(Excerpts from a detection dataset)

>>>

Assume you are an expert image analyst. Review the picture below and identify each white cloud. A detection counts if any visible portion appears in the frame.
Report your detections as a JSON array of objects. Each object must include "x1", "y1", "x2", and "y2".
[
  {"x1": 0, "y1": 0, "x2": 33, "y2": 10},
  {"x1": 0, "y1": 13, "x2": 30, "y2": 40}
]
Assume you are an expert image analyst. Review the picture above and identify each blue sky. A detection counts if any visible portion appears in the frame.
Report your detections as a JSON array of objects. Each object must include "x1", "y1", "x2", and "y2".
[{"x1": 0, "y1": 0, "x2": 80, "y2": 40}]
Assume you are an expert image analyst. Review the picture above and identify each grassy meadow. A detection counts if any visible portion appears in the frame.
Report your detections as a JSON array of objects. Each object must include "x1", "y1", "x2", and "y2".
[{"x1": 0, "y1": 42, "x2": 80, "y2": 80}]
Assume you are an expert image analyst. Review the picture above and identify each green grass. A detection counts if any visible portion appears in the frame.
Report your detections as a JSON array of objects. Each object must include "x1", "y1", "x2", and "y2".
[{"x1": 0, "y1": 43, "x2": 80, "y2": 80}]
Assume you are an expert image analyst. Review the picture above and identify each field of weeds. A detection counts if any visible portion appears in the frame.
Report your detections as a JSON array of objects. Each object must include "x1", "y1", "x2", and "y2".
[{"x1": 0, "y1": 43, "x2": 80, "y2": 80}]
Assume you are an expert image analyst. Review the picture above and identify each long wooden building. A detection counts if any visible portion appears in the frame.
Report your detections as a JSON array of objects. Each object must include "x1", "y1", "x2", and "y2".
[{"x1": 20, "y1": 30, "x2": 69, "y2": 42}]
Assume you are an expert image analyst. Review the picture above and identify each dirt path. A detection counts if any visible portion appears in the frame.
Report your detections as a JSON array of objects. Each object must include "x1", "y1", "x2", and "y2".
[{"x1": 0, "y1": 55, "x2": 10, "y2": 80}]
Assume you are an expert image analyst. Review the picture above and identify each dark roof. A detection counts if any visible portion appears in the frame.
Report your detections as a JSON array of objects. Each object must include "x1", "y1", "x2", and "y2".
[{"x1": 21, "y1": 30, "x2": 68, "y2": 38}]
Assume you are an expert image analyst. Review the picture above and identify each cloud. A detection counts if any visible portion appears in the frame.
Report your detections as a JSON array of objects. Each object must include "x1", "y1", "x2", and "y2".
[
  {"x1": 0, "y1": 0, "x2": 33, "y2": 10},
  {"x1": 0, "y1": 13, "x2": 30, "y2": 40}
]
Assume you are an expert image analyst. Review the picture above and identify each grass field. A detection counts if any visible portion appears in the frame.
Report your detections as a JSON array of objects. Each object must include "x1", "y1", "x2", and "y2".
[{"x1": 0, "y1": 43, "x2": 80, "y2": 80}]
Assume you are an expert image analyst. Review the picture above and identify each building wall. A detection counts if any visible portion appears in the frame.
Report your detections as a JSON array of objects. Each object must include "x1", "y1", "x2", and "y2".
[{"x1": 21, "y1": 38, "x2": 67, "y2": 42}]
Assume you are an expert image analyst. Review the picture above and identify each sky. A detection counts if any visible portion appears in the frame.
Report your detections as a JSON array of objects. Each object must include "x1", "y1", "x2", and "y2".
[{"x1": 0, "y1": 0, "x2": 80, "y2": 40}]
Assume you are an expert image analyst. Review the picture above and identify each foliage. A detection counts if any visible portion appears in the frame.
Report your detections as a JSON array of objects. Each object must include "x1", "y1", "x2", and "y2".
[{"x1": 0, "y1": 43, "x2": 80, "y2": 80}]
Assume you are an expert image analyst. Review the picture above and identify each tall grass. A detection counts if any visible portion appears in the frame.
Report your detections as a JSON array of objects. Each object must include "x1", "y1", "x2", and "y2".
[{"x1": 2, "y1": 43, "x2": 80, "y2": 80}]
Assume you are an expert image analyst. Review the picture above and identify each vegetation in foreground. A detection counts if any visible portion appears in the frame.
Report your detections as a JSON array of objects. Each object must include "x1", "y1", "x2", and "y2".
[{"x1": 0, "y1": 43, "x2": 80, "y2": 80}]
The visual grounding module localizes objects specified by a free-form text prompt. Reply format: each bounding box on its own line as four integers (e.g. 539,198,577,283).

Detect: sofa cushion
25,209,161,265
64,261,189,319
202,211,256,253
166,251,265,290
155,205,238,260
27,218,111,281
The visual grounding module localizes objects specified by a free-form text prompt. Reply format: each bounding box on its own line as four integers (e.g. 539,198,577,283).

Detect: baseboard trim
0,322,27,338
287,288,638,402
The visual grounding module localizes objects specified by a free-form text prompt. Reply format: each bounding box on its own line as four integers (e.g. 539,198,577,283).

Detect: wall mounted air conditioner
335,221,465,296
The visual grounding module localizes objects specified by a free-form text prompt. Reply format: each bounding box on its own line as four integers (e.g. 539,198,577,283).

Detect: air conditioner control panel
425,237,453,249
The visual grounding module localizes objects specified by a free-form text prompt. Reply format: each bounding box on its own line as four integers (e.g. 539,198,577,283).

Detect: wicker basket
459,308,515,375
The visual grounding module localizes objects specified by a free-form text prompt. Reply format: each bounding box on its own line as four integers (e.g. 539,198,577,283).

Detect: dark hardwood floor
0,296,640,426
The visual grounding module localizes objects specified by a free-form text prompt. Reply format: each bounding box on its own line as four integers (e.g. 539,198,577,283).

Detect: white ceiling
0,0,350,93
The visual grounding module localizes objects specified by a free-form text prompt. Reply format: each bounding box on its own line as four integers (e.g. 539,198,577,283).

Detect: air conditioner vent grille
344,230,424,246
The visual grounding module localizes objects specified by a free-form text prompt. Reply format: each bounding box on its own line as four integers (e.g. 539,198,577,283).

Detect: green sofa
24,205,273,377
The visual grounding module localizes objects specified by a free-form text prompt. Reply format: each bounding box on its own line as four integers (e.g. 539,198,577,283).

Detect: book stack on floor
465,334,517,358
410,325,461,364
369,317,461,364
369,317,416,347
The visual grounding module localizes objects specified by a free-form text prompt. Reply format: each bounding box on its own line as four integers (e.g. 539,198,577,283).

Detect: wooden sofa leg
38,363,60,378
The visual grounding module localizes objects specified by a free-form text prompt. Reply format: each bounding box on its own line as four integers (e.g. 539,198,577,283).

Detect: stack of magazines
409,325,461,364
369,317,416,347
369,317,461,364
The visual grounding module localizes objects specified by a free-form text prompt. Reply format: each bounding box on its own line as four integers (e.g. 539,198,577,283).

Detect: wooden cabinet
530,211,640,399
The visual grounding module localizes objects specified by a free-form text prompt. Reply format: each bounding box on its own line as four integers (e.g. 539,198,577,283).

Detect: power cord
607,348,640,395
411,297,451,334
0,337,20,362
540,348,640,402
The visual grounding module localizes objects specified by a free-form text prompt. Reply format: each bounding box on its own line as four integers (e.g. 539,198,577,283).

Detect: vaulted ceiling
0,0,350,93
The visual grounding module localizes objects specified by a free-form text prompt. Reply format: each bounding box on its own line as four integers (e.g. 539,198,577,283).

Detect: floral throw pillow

<<<

Objective - Please find every line in the data above that contains the word "wooden" and copy each of those lines.

Worked answer -
Assume you are an expert image analyst. Review the picture above and identify each long wooden building. A detection counts if any visible portion appears in the frame.
Detect: wooden sofa leg
Detect: wooden cabinet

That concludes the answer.